EXERCISE DETAILS → Write out all of the entries exactly as given.

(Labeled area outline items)
--------------------------------------------------
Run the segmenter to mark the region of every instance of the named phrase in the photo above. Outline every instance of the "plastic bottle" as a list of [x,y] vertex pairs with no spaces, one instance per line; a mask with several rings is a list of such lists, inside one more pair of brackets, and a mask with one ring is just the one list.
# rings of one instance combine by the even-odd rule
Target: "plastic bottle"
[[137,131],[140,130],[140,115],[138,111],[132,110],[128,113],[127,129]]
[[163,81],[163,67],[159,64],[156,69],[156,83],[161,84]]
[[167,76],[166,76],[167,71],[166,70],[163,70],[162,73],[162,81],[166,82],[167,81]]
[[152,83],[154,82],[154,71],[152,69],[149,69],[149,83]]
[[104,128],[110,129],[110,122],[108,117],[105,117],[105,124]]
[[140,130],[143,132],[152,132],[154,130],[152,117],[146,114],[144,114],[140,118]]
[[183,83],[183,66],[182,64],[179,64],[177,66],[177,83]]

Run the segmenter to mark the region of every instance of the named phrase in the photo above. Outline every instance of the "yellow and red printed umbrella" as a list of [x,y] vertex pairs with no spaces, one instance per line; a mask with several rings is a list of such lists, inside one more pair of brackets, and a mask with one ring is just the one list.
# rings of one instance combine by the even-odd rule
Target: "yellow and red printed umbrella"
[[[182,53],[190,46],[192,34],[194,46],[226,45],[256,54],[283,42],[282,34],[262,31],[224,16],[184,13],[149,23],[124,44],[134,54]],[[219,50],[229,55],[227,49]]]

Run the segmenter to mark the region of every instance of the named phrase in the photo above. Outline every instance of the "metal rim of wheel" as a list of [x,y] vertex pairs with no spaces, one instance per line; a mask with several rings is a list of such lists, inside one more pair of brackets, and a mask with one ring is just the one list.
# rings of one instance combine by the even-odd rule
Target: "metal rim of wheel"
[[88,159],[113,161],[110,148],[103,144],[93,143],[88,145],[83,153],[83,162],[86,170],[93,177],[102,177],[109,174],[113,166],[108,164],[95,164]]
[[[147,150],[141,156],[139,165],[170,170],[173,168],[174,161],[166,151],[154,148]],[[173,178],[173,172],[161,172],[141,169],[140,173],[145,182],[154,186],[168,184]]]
--------------------------------------------------
SOLUTION FOR THIS PROBLEM →
Run the segmenter to mark the region of every instance of the named phrase in the photo above. Outline every instance of the "plastic bottle" as a list of [x,y] vertex pairs with no spaces, one instance per line; a mask with several rings is a list of such lists, inside one more pair of brackets, and a mask with one ring is just the one list.
# rings of one instance combine by the even-odd rule
Target: "plastic bottle"
[[137,131],[140,130],[140,115],[138,111],[132,110],[128,113],[127,129]]
[[163,81],[163,67],[159,64],[156,69],[156,83],[161,84]]
[[167,76],[166,76],[167,71],[166,70],[163,70],[162,73],[162,81],[166,82],[167,81]]
[[152,83],[154,82],[154,71],[152,69],[149,69],[149,83]]
[[104,128],[110,129],[110,122],[108,117],[105,117],[105,124]]
[[140,130],[143,132],[152,132],[154,130],[152,117],[146,114],[144,114],[140,118]]
[[183,83],[183,66],[182,64],[179,64],[177,66],[177,83]]

Run the segmenter to mark the region of every instance of the named phrase in the photo above. Outline every instance of the "yellow and red printed umbrella" as a list of [x,y] vertex pairs with no spaces, one instance per line; a mask with several rings is a list of such lists, inside one more pair of brackets, and a mask with one ring is just the one list.
# rings of one instance combine by the even-odd rule
Target: "yellow and red printed umbrella"
[[[182,53],[190,46],[192,34],[194,46],[226,45],[256,54],[283,42],[282,34],[262,31],[224,16],[184,13],[149,23],[124,44],[134,54]],[[219,50],[229,55],[227,49]]]

Run the segmenter to mark the region of every instance of the named phrase in the photo above. Outline every instance of the "metal rim of wheel" as a list of [x,y] vertex pairs with no spaces, one instance per line; a mask with several rings is a list of such lists, inside one more pair of brackets, and a mask with one ring is just the one list.
# rings of one instance combine by the even-odd rule
Target: "metal rim of wheel"
[[88,159],[113,161],[110,148],[103,144],[93,143],[88,145],[83,153],[83,162],[86,170],[93,177],[102,177],[109,174],[113,166],[108,164],[95,164]]
[[[147,150],[141,156],[139,165],[170,170],[173,168],[174,161],[166,151],[154,148]],[[173,178],[173,172],[161,172],[141,169],[140,173],[145,182],[154,186],[168,184]]]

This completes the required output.